• **Directives**
1 - In the forum thread below about scikit-learn cross-validation, what are the distinct subsets of the training set called?
2 - Resume the forum thread below about scikit-learn cross-validation, starting right after its last line.

• **Source extract**
---------------
Reputation: 51
I am learning Machine learning and I am having this doubt. Can anyone tell me what is the difference between:-
from sklearn.model_selection import cross_val_score
and
from sklearn.model_selection import KFold
I think both are used for k fold cross validation, but I am not sure why to use two different code for same function. If there is something I am missing please do let me know. ( If possible please explain difference between these two methods)
Thanks,
Upvotes: 4
Views: 6436
Reputation: 1
cross_val_score evaluates the score using cross validation by randomly splitting the training sets into distinct subsets called folds, then it trains and evaluated the model on the folds, picking a different fold for evaluation every time and training on the other folds.
cv_score = cross_val_score(model, data, target, scoring, cv)
---------------
• **Extracted records**
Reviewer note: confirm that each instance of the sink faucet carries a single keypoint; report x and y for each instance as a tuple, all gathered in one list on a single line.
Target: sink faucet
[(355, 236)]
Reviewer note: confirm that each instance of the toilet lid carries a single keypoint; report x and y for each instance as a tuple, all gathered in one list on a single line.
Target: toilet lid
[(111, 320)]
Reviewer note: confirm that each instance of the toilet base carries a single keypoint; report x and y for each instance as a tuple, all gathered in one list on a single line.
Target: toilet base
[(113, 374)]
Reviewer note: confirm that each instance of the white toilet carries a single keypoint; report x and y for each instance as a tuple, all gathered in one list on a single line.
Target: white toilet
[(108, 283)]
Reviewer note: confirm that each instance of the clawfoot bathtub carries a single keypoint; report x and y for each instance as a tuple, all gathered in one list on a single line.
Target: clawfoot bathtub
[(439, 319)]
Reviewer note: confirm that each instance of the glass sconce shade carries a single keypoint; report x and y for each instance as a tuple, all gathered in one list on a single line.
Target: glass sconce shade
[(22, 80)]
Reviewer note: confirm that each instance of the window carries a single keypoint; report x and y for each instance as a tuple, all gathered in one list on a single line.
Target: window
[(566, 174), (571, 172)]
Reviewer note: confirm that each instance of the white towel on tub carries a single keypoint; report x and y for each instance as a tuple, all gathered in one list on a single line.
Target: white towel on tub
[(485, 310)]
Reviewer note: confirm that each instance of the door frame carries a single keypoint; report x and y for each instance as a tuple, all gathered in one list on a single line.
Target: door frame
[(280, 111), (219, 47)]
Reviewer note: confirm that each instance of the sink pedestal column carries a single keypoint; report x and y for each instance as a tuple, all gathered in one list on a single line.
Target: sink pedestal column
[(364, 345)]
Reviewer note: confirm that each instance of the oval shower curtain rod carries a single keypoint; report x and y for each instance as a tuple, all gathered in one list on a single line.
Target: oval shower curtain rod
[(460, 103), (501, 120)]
---------------
• **Response list**
1 - Folds.

2 -
KFold procedure divides a limited dataset into k non-overlapping folds. Each of the k folds is given an opportunity to be used as a held-back test set, whilst all other folds collectively are used as a training dataset. A total of k models are fit and evaluated on the k hold-out test sets and the mean performance is reported.
cv = KFold(n_splits=10, random_state=1, shuffle=True)
cv_score = cross_val_score(model, data, target, scoring, cv=cv)
where model is your model on which you want to evaluate, data is training data, target is target variable, scoring parameter controls what metric applied to the estimator applied and cv is the number of splits.
Upvotes: 0
Reputation: 4960
cross_val_score
is a function which evaluates a data and returns the score.
On the other hand, KFold
is a class, which lets you to split your data to K
folds.
So, these are completely different. Yo can make K fold of data and use it on cross validation like this:
# create a splitter object
kfold = KFold(n_splits = 10)
# define your model (any model)
model = XGBRegressor(**params)
# pass your model and KFold object to cross_val_score
# to fit and get the mse of each fold of data
cv_score = cross_val_score(model,
X, y,
cv=kfold,
scoring='neg_root_mean_squared_error')
print(cv_score.mean(), cv_score.std())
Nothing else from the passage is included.